- [DATASET ENTRIES]:

++++

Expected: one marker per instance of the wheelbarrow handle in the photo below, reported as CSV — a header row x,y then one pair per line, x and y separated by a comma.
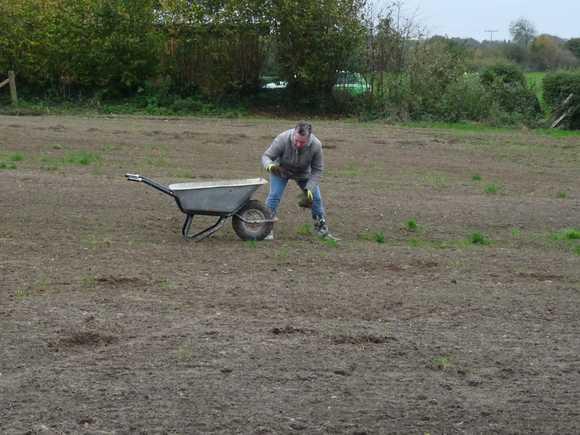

++++

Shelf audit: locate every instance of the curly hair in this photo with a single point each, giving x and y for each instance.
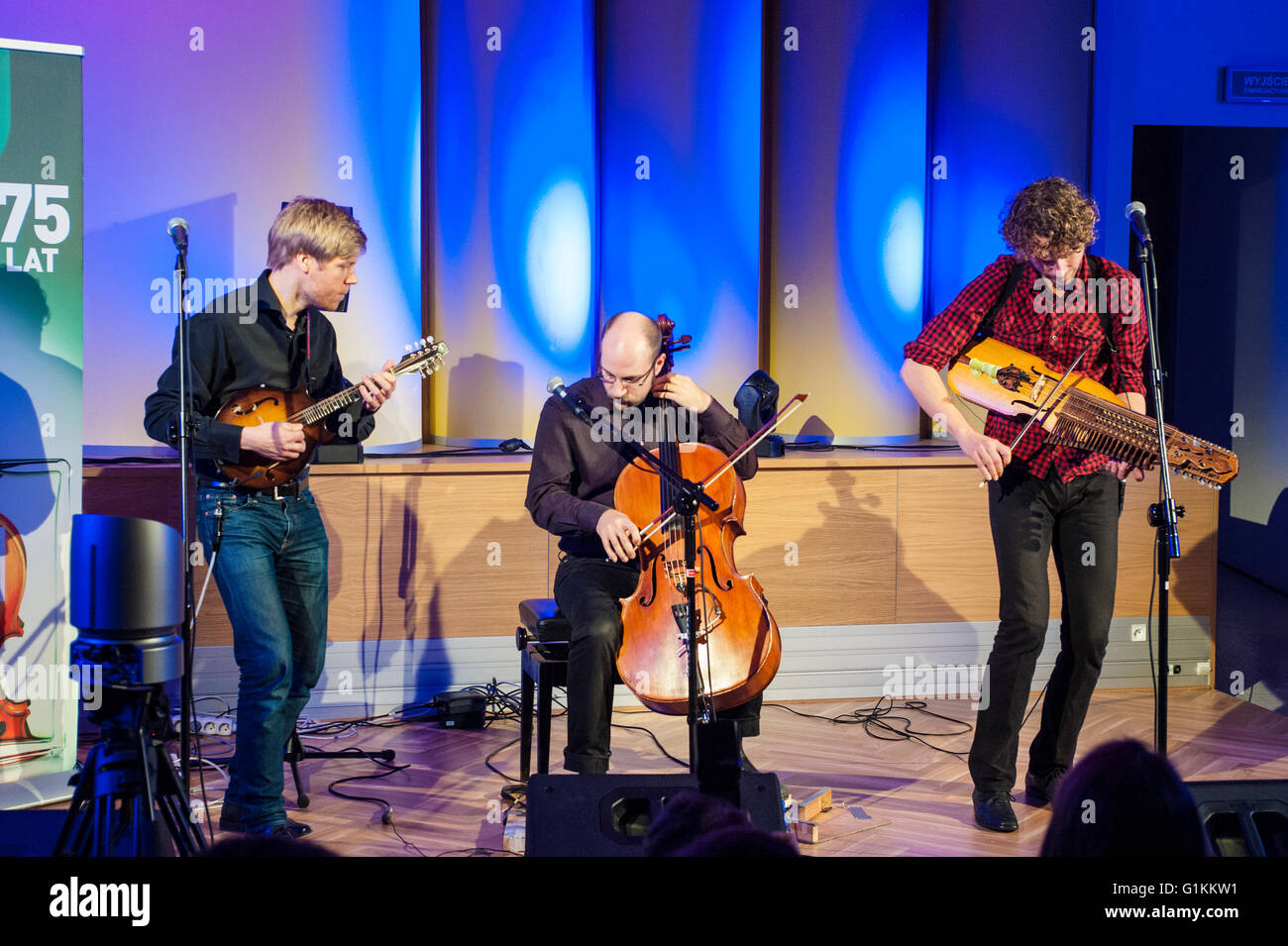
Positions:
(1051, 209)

++++

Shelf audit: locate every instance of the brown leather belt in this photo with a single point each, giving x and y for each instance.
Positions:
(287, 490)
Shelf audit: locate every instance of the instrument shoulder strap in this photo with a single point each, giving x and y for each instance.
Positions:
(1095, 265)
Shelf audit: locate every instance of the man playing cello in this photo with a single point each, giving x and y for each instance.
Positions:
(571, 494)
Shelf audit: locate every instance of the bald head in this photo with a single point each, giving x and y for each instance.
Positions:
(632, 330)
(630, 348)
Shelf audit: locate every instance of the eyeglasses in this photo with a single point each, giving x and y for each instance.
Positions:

++++

- [TASK TO CARRY OUT]:
Go through the material above and return each line that holds the word "Shelf".

- [ANSWER TO THIS PROBLEM]:
Shelf audit: locate every instance of the curly hair in this photo with a single point each, giving x and y for each instance.
Shelf audit: locate every instance of the brown leather belt in this photo with a single point each, giving x and y for each instance.
Shelf audit: locate every instance of the instrument shoulder strap in this photo with a single point each, giving x and y for each instance.
Shelf audit: locate every instance of the man playing cello in this photo with a single point each, giving x and y for each instance.
Shelf audit: locate every instance of the bald head in this photo with a single point each, giving x and y for each instance.
Shelf audit: locate every instance of the eyeglasses in this photo with a single point each, giving x and y for each instance.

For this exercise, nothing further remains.